• **Document section**:
If the CSA gets independence, when will it abolish slavery?

So would it be safe to say that the CSA probably would not abolish slavery in the 19th century and early 20th century, if they were to do so at all?

Yeah, the earliest I could see it is around 1920 or so. The ACW generation needs to die off first and probably their children as well. Their grandchildren might start thinking about it and they have to grow up enough to vote.
 
I doubt the powers that be in the CSA are going to be eager for what these days are called "activist" justices.

The Dred Scott Decision was one of the most extreme examples of judicial activism in the history of the US Supreme Court. So long as it maintains or expands slavery, Confederate leadership would be just fine with judicial activism.
 

Anaxagoras

Banned
The Dred Scott Decision was one of the most extreme examples of judicial activism in the history of the US Supreme Court. So long as it maintains or expands slavery, Confederate leadership would be just fine with judicial activism.

Agreed. An "activist" judge is just a judge who does something you don't like.
 
Well, that's sort of obvious. But here's a thought for the long-term. In the days of Jefferson and Madison, slavery was seen as a necessary evil at best. In the days of John Calhoun, though, it had morphed in Southern minds into a positive good. I think that one of the main reasons the South became so culturally and intellectually pro-slavery from 1820-1860 was because they felt their backs were to the wall and they had to justify to the people of the North and the wider world (and, more importantly, to themselves) that their slave-based society was just and ethical.

In a post-war independent Confederacy, much of this pressure would be removed. There wouldn't be representatives and senators in the national capital loudly denouncing slavery every other day, nor would every election raise fears of some Yankee abolitionist taking control of the country.

This is a key fact here. They would only need to defend slavery through diplomatic channels and to be honest, I don't see many 19th century nations really caring that an independent CSA has slaves within its borders. The only outside pressure to abolish slavery in the 19th century would come from losing a war.

In such a case, over the course of a few decades, you could begin to see a cultural shift. And if this was accompanied by changes in technology and agricultural techniques that result in slavery being increasingly unprofitable from a financial point of view, such a cultural shift could gain momentum.

The only problem, as I and others have pointed out elsewhere, is that the Confederate Constitution made it all but impossible to abolish slavery even if general public opinion wanted to do so.

I wouldn't say all but impossible. The Confederate Constitution had a procedure for amending it, but it wasn't exactly easy to do so.

• **Given request 1**:
In the records, change "Examine" to "Inspect" throughout the stretch from the line containing "standing on dock and provide bounding boxes." through the line containing "[709,0,915,28]", and leave everything else as it is. Give only those lines.

• **Supplied records**:
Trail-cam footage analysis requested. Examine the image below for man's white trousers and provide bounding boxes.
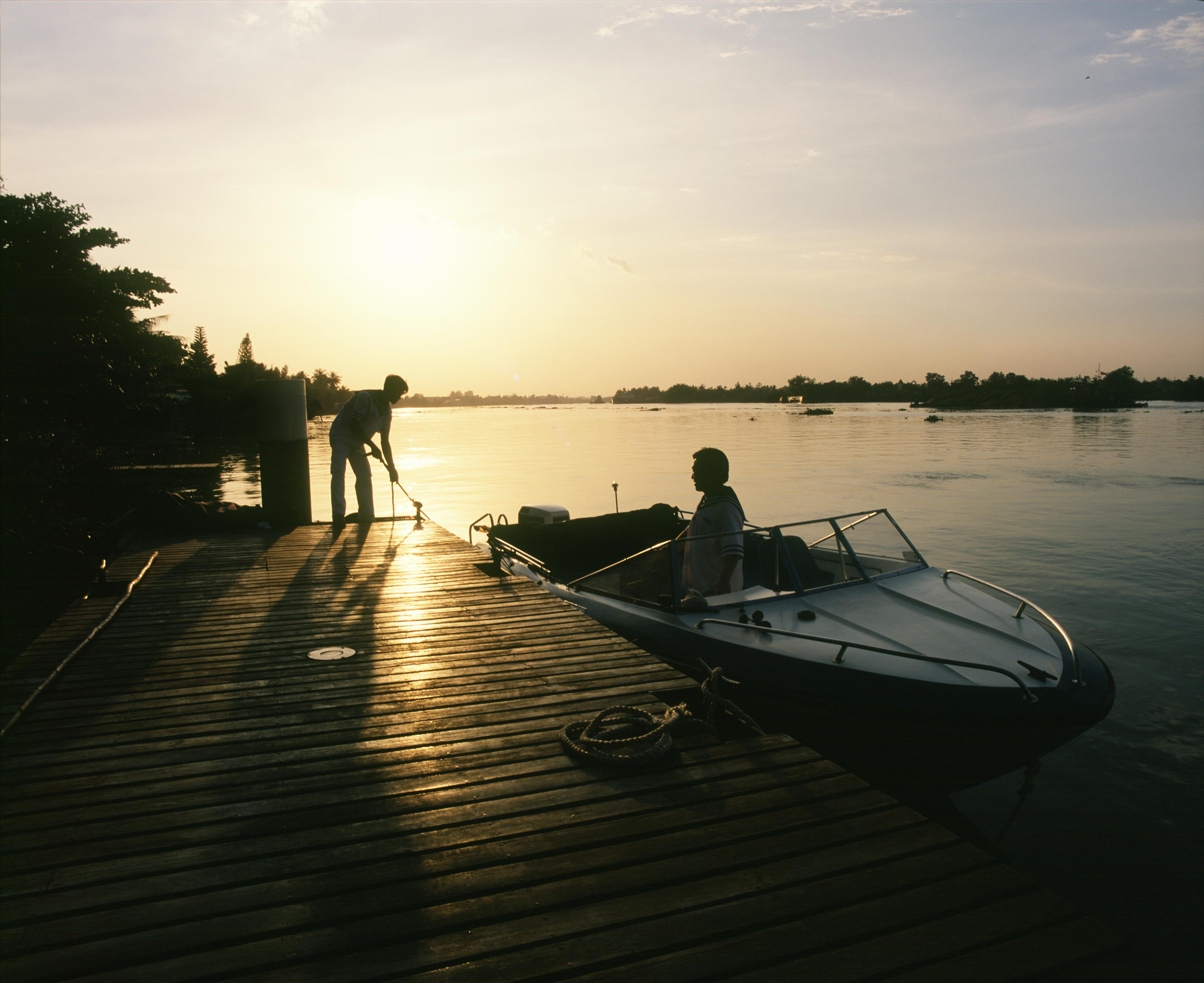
[330,440,376,522]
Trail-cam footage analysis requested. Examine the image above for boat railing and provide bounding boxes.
[807,508,881,549]
[695,618,1037,703]
[940,570,1086,685]
[494,540,555,581]
[565,540,673,588]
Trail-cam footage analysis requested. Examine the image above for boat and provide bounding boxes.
[479,504,1115,790]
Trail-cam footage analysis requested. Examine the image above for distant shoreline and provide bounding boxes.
[614,365,1204,410]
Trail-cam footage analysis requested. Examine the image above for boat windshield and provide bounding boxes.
[780,510,924,581]
[571,511,925,610]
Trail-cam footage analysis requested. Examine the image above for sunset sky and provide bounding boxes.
[0,2,1204,395]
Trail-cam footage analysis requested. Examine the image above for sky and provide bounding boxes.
[0,0,1204,395]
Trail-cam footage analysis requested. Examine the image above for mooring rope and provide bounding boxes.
[560,663,765,767]
[0,549,159,737]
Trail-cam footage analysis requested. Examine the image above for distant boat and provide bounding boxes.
[489,505,1115,788]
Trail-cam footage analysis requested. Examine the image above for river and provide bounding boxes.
[223,404,1204,980]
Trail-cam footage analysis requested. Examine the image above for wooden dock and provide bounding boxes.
[0,522,1113,983]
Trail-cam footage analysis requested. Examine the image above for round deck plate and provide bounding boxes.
[309,646,355,661]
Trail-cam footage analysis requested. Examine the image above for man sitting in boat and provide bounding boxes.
[682,447,744,597]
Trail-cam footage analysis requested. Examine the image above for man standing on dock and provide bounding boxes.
[682,447,744,597]
[330,376,409,525]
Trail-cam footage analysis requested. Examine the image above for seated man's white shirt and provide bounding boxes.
[682,486,744,594]
[330,389,393,447]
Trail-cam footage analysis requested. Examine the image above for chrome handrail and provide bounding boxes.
[695,618,1037,703]
[807,508,884,549]
[940,570,1086,685]
[468,512,494,546]
[468,512,511,546]
[491,540,555,579]
[565,540,673,587]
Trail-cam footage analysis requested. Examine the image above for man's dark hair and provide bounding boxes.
[693,447,728,484]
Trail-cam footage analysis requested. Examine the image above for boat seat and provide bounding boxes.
[781,536,836,590]
[744,532,834,590]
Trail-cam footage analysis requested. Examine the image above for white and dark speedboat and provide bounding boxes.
[489,505,1115,784]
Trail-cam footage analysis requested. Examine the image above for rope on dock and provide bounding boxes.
[698,659,766,737]
[560,663,766,767]
[560,703,690,767]
[0,549,159,737]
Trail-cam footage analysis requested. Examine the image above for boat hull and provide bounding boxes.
[568,590,1116,794]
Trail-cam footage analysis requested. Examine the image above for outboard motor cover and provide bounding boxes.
[519,505,568,525]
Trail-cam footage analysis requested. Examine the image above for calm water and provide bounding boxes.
[224,404,1204,978]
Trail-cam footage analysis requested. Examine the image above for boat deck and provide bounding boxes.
[0,522,1114,983]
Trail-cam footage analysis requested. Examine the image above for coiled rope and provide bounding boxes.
[560,663,765,767]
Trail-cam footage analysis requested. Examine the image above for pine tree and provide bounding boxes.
[184,325,217,377]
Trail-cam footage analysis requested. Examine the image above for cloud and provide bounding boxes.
[1091,13,1204,65]
[1153,13,1204,58]
[285,0,326,37]
[595,0,915,37]
[595,3,702,37]
[709,0,915,28]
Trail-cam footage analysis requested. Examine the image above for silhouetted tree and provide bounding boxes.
[0,193,184,414]
[236,331,255,365]
[184,325,218,382]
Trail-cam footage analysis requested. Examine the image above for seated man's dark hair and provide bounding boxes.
[693,447,728,484]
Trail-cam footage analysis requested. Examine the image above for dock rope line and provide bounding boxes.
[0,549,159,737]
[560,663,766,767]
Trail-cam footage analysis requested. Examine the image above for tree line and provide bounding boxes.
[0,187,349,443]
[614,365,1204,410]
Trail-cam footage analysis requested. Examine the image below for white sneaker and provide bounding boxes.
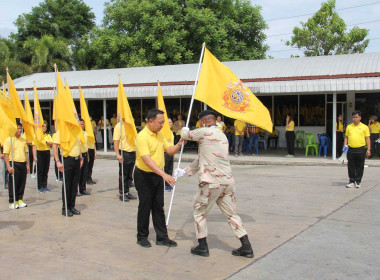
[9,203,18,209]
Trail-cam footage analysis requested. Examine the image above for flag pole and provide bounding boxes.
[54,63,68,217]
[5,67,16,209]
[166,43,206,225]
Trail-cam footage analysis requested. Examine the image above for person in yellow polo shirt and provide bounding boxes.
[344,111,371,188]
[134,109,183,248]
[53,130,83,217]
[34,121,53,192]
[368,115,380,158]
[3,123,29,209]
[113,119,136,202]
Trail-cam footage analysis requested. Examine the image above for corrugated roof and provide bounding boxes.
[10,53,380,99]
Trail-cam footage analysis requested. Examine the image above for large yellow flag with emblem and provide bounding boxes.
[157,83,174,142]
[55,71,86,156]
[34,85,44,142]
[79,87,95,143]
[117,77,137,148]
[7,73,34,142]
[194,48,273,132]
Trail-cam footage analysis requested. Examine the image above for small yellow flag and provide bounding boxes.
[117,77,137,148]
[34,85,44,142]
[157,83,174,143]
[79,87,95,143]
[194,48,273,132]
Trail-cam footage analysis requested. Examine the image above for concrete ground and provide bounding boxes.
[0,153,380,279]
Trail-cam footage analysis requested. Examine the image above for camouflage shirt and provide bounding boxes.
[181,125,235,185]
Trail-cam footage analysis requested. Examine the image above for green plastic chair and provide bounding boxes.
[305,133,318,157]
[296,130,305,149]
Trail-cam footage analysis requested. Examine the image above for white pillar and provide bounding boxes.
[332,92,336,160]
[103,99,108,152]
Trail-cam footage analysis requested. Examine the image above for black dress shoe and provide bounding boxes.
[71,207,80,215]
[62,209,73,217]
[137,238,152,248]
[156,238,177,247]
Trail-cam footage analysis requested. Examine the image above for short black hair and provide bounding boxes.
[146,108,164,121]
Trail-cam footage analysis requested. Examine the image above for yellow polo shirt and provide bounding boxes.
[80,131,88,153]
[53,131,81,157]
[234,120,245,135]
[3,137,28,162]
[36,133,53,151]
[136,127,171,172]
[346,123,369,148]
[286,121,294,131]
[113,123,136,152]
[370,122,380,133]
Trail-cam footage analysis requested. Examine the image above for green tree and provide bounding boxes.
[286,0,369,56]
[89,0,268,68]
[11,0,95,43]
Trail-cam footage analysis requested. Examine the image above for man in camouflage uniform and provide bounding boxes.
[174,110,253,258]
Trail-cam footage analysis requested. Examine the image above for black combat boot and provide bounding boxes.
[232,235,253,258]
[190,237,210,257]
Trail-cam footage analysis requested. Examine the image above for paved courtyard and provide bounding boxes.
[0,159,380,279]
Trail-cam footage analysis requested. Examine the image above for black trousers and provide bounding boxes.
[87,149,95,179]
[62,157,80,210]
[119,151,136,193]
[347,147,366,184]
[8,161,27,203]
[370,133,380,157]
[37,150,50,190]
[164,153,174,186]
[336,131,344,157]
[79,153,88,193]
[285,131,295,156]
[54,149,63,180]
[134,167,168,240]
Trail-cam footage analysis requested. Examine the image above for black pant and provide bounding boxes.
[62,157,80,210]
[37,150,50,190]
[54,148,63,180]
[347,147,366,184]
[285,131,295,156]
[8,162,27,203]
[87,149,95,179]
[164,153,174,187]
[119,151,136,193]
[79,153,88,193]
[371,133,380,157]
[336,131,344,157]
[135,167,168,240]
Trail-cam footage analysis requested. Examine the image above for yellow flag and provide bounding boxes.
[34,85,44,142]
[79,87,95,143]
[194,48,273,132]
[56,71,86,156]
[157,83,174,142]
[117,78,137,148]
[22,92,35,142]
[0,101,17,144]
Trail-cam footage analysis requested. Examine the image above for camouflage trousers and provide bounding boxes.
[193,183,247,239]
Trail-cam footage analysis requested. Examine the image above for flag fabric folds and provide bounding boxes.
[117,77,137,148]
[79,87,95,143]
[34,85,44,142]
[157,83,173,140]
[194,48,273,132]
[55,71,86,156]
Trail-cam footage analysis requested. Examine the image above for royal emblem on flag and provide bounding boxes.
[223,80,250,112]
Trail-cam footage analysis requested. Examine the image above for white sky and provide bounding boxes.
[0,0,380,58]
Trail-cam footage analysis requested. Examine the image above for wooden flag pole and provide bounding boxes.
[166,43,206,225]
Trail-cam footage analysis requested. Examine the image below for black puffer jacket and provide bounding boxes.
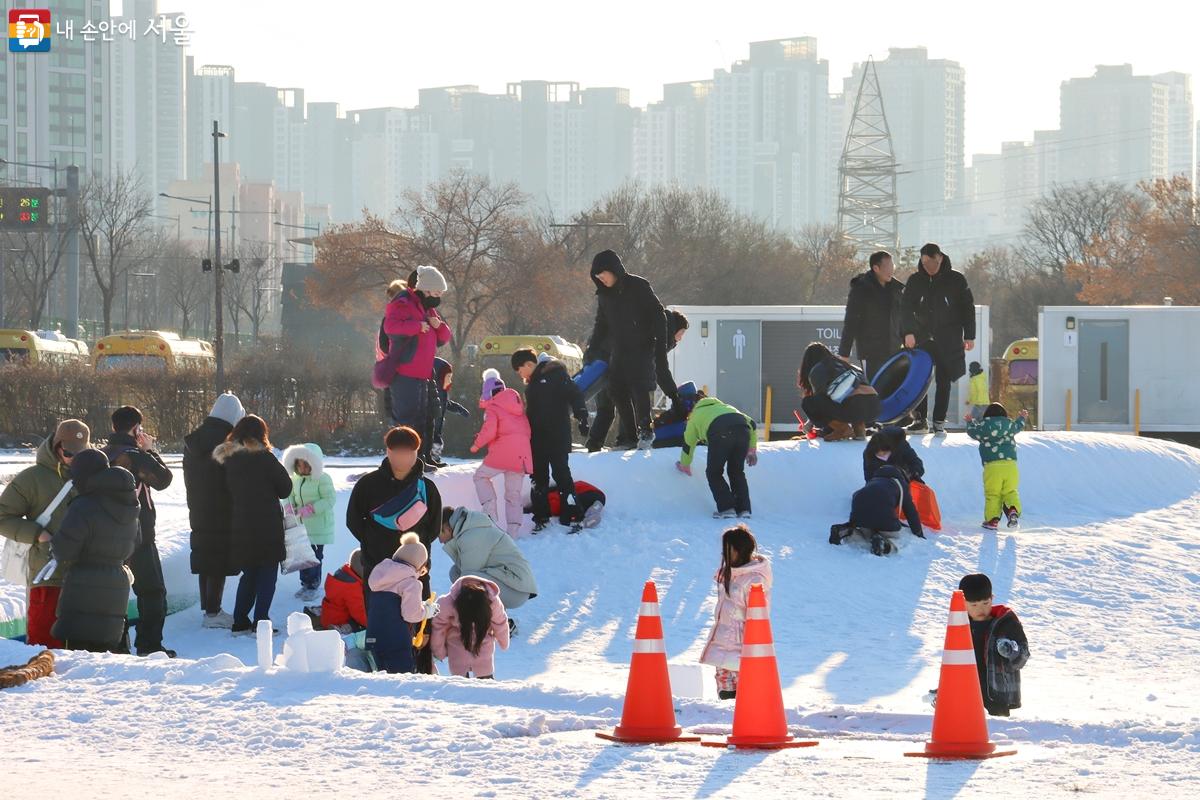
[184,416,238,576]
[212,441,292,570]
[346,458,442,585]
[838,270,904,359]
[584,256,667,392]
[526,359,588,455]
[50,467,138,646]
[104,433,174,545]
[901,257,976,380]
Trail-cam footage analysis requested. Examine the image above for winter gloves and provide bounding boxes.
[996,639,1021,661]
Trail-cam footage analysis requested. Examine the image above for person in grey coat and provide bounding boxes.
[50,450,140,652]
[438,506,538,608]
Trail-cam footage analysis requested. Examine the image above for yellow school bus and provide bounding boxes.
[96,331,216,372]
[0,329,88,366]
[478,333,583,383]
[1000,338,1038,428]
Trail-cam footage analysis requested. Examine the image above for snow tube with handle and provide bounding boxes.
[871,349,934,425]
[571,361,608,401]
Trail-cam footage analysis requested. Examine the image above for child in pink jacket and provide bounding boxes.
[700,525,770,700]
[470,369,533,539]
[430,575,509,678]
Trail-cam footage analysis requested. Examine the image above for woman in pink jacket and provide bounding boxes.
[470,369,533,539]
[430,575,509,678]
[373,266,450,431]
[700,525,770,700]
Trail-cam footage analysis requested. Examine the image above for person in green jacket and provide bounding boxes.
[965,403,1030,530]
[438,506,538,614]
[676,392,758,519]
[0,420,91,648]
[282,443,336,601]
[966,361,991,420]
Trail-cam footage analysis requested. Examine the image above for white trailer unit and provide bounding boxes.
[670,306,991,433]
[1038,306,1200,433]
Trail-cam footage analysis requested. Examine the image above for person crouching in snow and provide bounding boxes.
[432,575,509,678]
[676,392,758,519]
[964,403,1030,530]
[470,369,533,539]
[700,525,772,700]
[959,572,1030,717]
[320,549,367,633]
[829,464,925,555]
[367,533,437,673]
[863,425,925,483]
[281,444,336,602]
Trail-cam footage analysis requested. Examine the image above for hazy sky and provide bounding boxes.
[138,0,1200,162]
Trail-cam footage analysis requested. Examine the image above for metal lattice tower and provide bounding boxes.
[838,59,900,253]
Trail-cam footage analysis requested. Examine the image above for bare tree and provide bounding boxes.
[79,173,152,335]
[0,225,66,331]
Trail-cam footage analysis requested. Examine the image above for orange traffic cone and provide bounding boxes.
[702,583,820,750]
[596,581,700,745]
[905,589,1016,758]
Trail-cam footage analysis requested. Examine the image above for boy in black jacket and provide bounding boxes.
[959,572,1030,717]
[512,348,588,534]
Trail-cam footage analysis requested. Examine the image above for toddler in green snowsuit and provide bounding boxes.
[966,403,1030,530]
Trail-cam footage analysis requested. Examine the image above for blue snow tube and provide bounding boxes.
[654,380,696,447]
[871,349,934,425]
[571,361,608,401]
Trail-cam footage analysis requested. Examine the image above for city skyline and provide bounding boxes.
[161,0,1200,163]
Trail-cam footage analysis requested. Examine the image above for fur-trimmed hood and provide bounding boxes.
[280,441,325,480]
[212,441,274,464]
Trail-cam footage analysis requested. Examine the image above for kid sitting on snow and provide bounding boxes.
[959,572,1030,717]
[431,575,509,679]
[829,464,925,555]
[366,533,438,673]
[965,403,1030,530]
[700,525,770,700]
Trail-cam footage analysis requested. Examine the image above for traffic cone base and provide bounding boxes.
[596,581,700,745]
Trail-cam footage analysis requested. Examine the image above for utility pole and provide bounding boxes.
[838,59,900,258]
[212,120,226,392]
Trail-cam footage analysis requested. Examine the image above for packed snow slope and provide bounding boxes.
[0,433,1200,796]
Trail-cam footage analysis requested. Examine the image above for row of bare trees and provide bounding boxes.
[0,173,280,338]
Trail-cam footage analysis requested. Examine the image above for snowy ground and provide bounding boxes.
[0,434,1200,798]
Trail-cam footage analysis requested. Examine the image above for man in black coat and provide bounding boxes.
[512,349,589,533]
[346,426,442,674]
[104,405,175,657]
[838,251,904,380]
[901,243,976,433]
[184,392,246,628]
[588,249,678,450]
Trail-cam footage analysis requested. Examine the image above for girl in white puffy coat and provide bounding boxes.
[700,525,770,700]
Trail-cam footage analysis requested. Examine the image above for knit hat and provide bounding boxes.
[391,533,430,570]
[209,392,246,425]
[479,368,508,403]
[50,420,91,452]
[71,447,108,489]
[959,572,991,603]
[592,249,625,277]
[416,266,450,293]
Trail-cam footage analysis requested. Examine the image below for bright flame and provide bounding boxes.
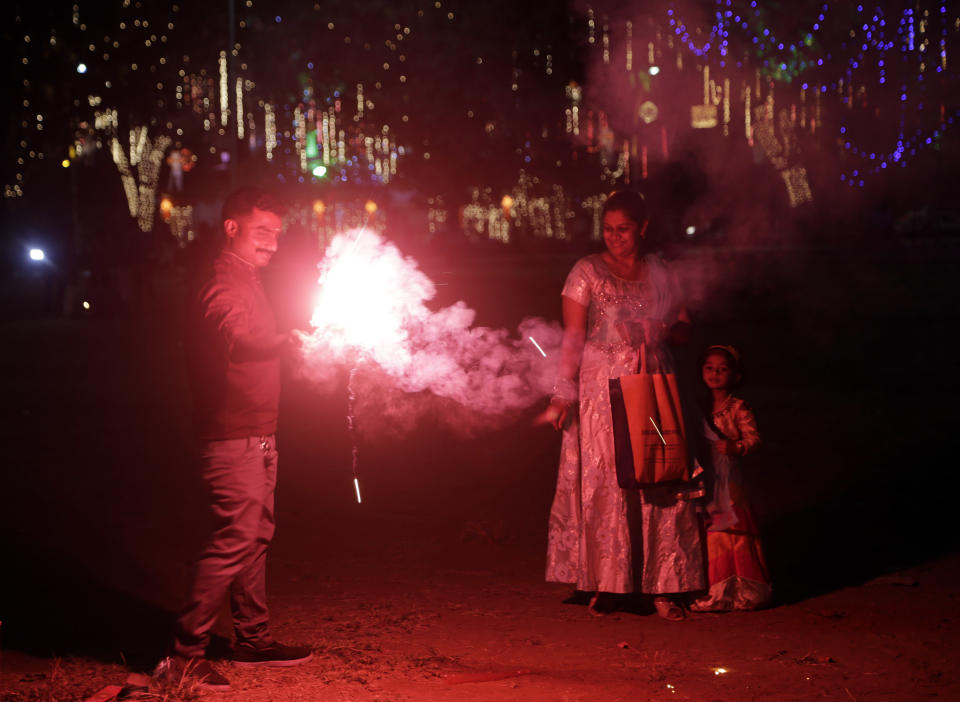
[310,230,436,358]
[303,229,563,414]
[527,336,547,358]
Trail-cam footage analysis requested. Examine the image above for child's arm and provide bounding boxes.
[734,402,760,456]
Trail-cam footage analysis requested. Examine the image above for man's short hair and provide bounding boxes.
[221,187,287,222]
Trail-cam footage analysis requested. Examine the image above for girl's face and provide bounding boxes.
[701,353,736,390]
[603,210,646,258]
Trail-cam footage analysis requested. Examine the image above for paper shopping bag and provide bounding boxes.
[610,347,690,488]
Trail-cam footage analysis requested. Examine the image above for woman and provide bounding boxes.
[547,191,706,620]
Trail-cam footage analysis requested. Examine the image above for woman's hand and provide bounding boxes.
[713,439,743,456]
[535,397,573,431]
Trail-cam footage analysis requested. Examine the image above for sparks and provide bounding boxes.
[527,336,547,358]
[647,417,667,446]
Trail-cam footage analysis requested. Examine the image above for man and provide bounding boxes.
[157,188,312,690]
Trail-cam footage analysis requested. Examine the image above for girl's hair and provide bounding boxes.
[697,344,746,390]
[600,190,647,225]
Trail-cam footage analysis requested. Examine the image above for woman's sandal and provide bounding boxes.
[653,597,687,622]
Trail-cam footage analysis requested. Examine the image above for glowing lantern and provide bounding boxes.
[160,197,173,222]
[690,105,719,129]
[500,195,513,219]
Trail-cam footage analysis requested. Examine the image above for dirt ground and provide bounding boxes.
[0,241,960,702]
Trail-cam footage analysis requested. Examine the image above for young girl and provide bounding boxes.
[690,346,771,612]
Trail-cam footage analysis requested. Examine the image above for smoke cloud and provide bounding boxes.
[292,229,562,432]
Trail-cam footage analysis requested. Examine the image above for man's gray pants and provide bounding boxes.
[174,435,278,658]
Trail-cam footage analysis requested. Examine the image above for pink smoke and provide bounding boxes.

• **Given request 2**:
Reproduce word for word the stretch from "In a post-war" through "could gain momentum." in the discussion about Confederate slavery.

• **Written reply 1**:
Trail-cam footage analysis requested. Inspect the image above for man standing on dock and provide bounding boxes.
[682,447,744,597]
[330,376,409,525]
Trail-cam footage analysis requested. Inspect the image above for seated man's white shirt and provide bounding boxes.
[682,486,744,594]
[330,389,393,447]
Trail-cam footage analysis requested. Inspect the image above for chrome handrail and provide bounding boxes.
[695,618,1037,703]
[807,508,884,549]
[940,570,1086,685]
[468,512,494,546]
[468,512,511,546]
[491,540,555,579]
[565,540,673,587]
Trail-cam footage analysis requested. Inspect the image above for man's dark hair and provide bounding boxes.
[693,447,728,484]
Trail-cam footage analysis requested. Inspect the image above for boat seat and provide bounding boxes.
[781,536,836,590]
[744,532,834,590]
Trail-cam footage analysis requested. Inspect the image above for white and dark speedboat and provide bounding boxes.
[489,505,1115,784]
Trail-cam footage analysis requested. Inspect the image above for rope on dock and provide bounding boxes.
[698,659,766,737]
[560,663,766,767]
[560,703,690,767]
[0,549,159,737]
Trail-cam footage analysis requested. Inspect the image above for boat hull and provide bounding boxes.
[568,590,1116,794]
Trail-cam footage analysis requested. Inspect the image above for outboard motor cover and provide bounding boxes.
[519,505,568,525]
Trail-cam footage analysis requested. Inspect the image above for calm water and provide bounding boxes.
[224,404,1204,978]
Trail-cam footage analysis requested. Inspect the image above for boat deck and provide bounding boxes.
[0,522,1114,983]
Trail-cam footage analysis requested. Inspect the image above for coiled rope and provide bounding boxes.
[560,663,765,767]
Trail-cam footage analysis requested. Inspect the image above for pine tree and provide bounding boxes.
[184,325,217,377]
Trail-cam footage analysis requested. Inspect the image above for cloud and provide bounding boxes.
[1091,13,1204,65]
[1153,13,1204,58]
[285,0,326,37]
[595,0,915,37]
[595,3,702,37]
[709,0,915,28]

• **Written reply 2**:
In a post-war independent Confederacy, much of this pressure would be removed. There wouldn't be representatives and senators in the national capital loudly denouncing slavery every other day, nor would every election raise fears of some Yankee abolitionist taking control of the country.

This is a key fact here. They would only need to defend slavery through diplomatic channels and to be honest, I don't see many 19th century nations really caring that an independent CSA has slaves within its borders. The only outside pressure to abolish slavery in the 19th century would come from losing a war.

In such a case, over the course of a few decades, you could begin to see a cultural shift. And if this was accompanied by changes in technology and agricultural techniques that result in slavery being increasingly unprofitable from a financial point of view, such a cultural shift could gain momentum.